Por favor, continue o texto sobre amizade e felicidade a partir do ponto em que ele termina.

**Trecho selecionado:**
------------------------------

A amizade tem um papel fundamental para o ser humano, pois ajuda traçar e mostrar ao outro, ao homem, umas das suas necessidades, que é a felicidade. Neste trabalho se apresenta ao leitor quem é o ser humano e a sua relação de amizade tem como o meio de atingir o seu fim, que é o bem. Além disso, será feita uma análise as entrevistas realizadas por voluntários com suas respectivas visões sobre a amizade e todas elas estão ligadas a felicidade de ambos.

II. Objetivos e justificativas

Este trabalho tem o intuito de fazer o homem moderno alcance a felicidade por meio de uma verdadeira amizade. Tínhamos como objetivo identificar diferenças não apenas nas manifestações das amizades, mas também no papel exercido entre esses tipos de manifestação. O tema “Formação de uma educação sólida numa sociedade líquida”, nos possibilitou muitas considerações e delas foi a capacidade que a amizade pode transformar a vida do outro partindo de uma convivência intensa e verdadeira com o companheiro(a) de amizade.

Essa mudança se daria por intermédio de dedicação do homem em ser uma pessoa verdadeira e disposta a estar disponível para que o outro participe da vida, pois eles podem influenciar positivamente o sentido dela. Através das entrevistas realizadas foram essenciais para obter uma análise dos assuntos fundamentais em relação a natureza humana, uma vez que a verdadeira amizade é uma das portas chaves para a felicidade. Busca-se, com isso, a possibilidade de ampliação e divulgação para as futuras gerações valorizam as verdadeiras amizades em que diversas circunstâncias externas nos proporcionam e que amizade de “Facebook”, dito pelo pensador Zygmunt Bauman, pode ser uma ferramenta que nos possibilita encontrar grandes amizades.

------------------------------

Dados de localização de pontos
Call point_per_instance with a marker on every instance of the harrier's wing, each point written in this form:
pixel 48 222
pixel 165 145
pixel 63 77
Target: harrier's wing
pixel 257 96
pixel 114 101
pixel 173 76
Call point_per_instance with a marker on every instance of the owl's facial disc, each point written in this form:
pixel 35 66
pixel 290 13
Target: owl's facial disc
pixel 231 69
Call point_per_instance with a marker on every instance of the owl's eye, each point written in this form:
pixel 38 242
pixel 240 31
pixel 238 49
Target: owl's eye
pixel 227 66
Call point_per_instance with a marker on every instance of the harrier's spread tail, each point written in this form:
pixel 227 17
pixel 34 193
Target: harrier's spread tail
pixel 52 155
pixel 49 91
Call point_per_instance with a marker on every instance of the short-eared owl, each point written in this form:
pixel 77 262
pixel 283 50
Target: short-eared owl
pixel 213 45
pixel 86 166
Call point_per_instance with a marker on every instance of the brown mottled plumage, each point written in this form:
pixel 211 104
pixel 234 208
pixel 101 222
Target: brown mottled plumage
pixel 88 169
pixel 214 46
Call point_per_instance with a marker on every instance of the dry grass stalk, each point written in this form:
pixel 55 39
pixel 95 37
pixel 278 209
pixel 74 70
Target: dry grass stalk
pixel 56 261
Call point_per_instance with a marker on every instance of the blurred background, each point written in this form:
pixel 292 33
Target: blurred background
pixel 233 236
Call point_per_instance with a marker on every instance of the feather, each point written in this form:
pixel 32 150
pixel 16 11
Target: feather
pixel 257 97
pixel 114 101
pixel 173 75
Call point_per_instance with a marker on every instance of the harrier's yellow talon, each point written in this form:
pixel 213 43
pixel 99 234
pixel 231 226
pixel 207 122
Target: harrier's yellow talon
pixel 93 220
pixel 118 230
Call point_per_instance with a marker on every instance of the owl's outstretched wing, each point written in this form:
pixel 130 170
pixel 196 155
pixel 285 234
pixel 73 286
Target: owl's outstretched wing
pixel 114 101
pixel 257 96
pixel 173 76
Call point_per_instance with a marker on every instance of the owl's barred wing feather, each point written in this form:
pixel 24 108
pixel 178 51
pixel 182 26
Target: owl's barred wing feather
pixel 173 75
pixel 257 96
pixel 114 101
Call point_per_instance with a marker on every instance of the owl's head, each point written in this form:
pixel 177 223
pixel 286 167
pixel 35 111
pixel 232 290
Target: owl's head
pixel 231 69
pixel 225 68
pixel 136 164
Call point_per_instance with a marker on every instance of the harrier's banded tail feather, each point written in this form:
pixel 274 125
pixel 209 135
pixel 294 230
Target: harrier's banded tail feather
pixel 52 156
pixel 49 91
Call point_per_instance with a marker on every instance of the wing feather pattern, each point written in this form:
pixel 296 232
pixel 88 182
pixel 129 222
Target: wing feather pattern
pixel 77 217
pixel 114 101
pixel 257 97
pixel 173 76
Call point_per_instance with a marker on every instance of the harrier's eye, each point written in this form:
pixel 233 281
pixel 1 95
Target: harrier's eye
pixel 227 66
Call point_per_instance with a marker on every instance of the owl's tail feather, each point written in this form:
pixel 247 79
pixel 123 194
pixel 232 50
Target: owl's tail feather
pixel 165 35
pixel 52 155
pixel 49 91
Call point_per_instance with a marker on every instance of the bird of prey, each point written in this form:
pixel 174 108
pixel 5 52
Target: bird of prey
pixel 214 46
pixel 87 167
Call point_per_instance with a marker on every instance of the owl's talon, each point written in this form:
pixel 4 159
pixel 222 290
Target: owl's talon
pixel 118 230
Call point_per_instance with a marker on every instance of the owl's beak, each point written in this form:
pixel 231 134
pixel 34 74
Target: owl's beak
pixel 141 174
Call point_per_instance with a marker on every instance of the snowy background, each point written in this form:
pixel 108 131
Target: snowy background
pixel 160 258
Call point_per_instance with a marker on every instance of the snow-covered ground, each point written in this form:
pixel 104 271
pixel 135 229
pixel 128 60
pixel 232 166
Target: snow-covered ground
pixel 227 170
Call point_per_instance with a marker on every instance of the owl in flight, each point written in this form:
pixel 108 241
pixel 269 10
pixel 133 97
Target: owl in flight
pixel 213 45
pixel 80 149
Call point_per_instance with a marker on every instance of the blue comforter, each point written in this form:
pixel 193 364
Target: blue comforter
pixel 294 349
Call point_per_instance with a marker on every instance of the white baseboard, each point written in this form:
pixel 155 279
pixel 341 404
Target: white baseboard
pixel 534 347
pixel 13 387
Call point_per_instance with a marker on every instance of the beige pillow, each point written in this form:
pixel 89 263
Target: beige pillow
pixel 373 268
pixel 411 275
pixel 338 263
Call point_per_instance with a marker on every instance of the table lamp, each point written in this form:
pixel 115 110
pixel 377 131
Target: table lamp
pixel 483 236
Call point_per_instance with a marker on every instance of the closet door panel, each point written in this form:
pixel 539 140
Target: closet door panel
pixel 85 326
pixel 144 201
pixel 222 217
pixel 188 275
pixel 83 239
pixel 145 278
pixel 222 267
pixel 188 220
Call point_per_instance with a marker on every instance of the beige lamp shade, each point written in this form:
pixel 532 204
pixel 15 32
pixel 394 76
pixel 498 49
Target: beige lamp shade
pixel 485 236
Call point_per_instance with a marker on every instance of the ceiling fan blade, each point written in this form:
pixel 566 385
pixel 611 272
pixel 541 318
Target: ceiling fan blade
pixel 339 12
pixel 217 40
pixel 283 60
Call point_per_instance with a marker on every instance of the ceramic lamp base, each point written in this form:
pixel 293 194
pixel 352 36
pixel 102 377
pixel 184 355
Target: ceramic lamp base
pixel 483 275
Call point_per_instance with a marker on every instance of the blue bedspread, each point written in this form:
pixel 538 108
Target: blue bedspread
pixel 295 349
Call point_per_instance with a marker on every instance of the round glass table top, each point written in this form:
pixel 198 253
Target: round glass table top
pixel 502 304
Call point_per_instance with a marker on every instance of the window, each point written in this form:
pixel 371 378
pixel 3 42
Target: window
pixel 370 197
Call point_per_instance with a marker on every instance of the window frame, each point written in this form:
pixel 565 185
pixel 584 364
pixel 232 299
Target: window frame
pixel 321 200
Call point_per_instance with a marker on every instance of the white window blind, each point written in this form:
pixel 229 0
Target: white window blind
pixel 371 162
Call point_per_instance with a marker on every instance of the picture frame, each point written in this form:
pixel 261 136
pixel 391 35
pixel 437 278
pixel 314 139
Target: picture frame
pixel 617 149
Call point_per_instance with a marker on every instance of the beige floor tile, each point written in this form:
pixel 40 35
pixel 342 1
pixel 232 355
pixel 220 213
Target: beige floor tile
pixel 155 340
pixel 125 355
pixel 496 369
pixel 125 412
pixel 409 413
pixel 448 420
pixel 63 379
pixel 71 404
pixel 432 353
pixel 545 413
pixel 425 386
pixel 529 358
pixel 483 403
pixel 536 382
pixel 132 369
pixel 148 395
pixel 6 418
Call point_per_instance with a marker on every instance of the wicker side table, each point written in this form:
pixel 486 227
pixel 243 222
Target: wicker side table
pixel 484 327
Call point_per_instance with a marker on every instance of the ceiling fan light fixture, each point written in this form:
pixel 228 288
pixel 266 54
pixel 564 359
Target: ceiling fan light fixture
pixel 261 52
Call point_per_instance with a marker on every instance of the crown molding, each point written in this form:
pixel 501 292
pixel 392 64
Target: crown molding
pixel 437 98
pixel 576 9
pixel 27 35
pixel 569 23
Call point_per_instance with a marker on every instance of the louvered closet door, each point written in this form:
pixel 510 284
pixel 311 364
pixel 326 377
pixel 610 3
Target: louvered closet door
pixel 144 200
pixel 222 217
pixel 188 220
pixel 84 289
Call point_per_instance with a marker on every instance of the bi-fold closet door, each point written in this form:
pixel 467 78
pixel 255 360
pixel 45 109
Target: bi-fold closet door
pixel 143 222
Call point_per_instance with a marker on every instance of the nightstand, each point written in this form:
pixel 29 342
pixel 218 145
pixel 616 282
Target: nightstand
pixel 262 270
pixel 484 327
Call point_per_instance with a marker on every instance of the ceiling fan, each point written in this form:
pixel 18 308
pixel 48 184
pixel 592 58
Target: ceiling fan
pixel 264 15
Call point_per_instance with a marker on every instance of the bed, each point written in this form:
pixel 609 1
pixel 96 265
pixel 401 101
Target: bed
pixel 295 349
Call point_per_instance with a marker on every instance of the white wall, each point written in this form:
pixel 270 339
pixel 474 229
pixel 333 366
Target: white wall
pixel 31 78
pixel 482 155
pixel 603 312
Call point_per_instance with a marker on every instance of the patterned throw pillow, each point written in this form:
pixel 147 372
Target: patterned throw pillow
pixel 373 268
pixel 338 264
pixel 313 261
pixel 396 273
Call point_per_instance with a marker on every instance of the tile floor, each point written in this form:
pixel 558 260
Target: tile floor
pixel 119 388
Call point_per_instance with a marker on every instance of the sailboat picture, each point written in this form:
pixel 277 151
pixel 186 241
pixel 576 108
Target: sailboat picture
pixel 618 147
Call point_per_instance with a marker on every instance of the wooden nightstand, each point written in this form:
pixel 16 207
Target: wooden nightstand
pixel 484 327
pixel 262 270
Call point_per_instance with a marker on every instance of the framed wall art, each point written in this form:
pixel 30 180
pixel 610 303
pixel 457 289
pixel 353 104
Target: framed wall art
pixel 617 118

------------------------------

**Resposta da tarefa:**
III. Metodologia

A metodologia utilizada para a realização este trabalho foi em primeiro momento uma análise da amizade e sua importância pois poderíamos conectar ao homem com a sua felicidade por meio do outro, que seria o enfoque da nossa pesquisa. Ao localizar o centro da amizade, exploramos a bibliografia com base nos livros Fundamentos de antropologia — um ideal de excelência humana, de Ricardo Yepes, como embasamento para entender o ser humano; Ética a Nicômaco de Aristóteles, também para nos orientar em relação às ações humanas; Educar para amizade de Gerado Castillo, pois explica o que é a amizade e sua importância. Por fim, entrevistas feitas por: Esther Zanelli Miranda, 28 anos; Marcus Guilherme Jezini Monteiro Filho, 29 anos; Ana Clara Zanetti, 21 anos; Eduarda Carvalho Soares, 17 anos e Maria da Conceição da Silva Ribeiro, 21 anos. Conforme a seleção bibliográfica, foi possível chegar ao centro do trabalho: a amizade é um meio de alcançar a felicidade.

IV. Desenvolvimento

1. O Ser Humano

1. Definição de sua existência

O homem é definido a sua existência por algumas características, que expressa a sua própria essência. Segundo YEPES (2005, p.12) [1]o ser humano por ser caracterizado por crescer, se desenvolver até chegar ao seu télos, ou seja, aquilo ao qual nada falta para ser e o seu fim, porém não é suficiente para o autor. O homem é o único ser que tem o poder da escolha e o único também capaz de fracassar com a sua tarefa por ser dono dos seus próprios fins, isto é a liberdade. Além de dar a si mesmo o seu fim, ele tem a capacidade de escolher os meios para chegar ao seu fim. Com isso ele é dono de si e dono dos seus meios. “O homem tem um só fim, que é ele próprio” (YEPES; ECHEVARRÍA, 2005, p.106). [2]Além disso, o homem é um ser capaz de ser melhor interiormente e isso implica que ele também está preparado para aperfeiçoar o modo de satisfazer as suas necessidades. Tudo aquilo a que ele se propõe alcançar acaba convertendo-se em uma necessidade.

Para Aristóteles, a felicidade é auto suficiente, considerada o objetivo final de todas as ações praticadas pelo homem: “A felicidade é, portanto, algo absoluto e auto suficiente, sendo também a finalidade da ação.” (ARISTÓTELES, 1991, p. 15)[3]. Em suma: a felicidade é o fim de cada ação do homem, sendo que a prática do bem é o caminho pelo qual ele efetivamente a alcançará, pois é de sua natureza buscar seu próprio aperfeiçoamento.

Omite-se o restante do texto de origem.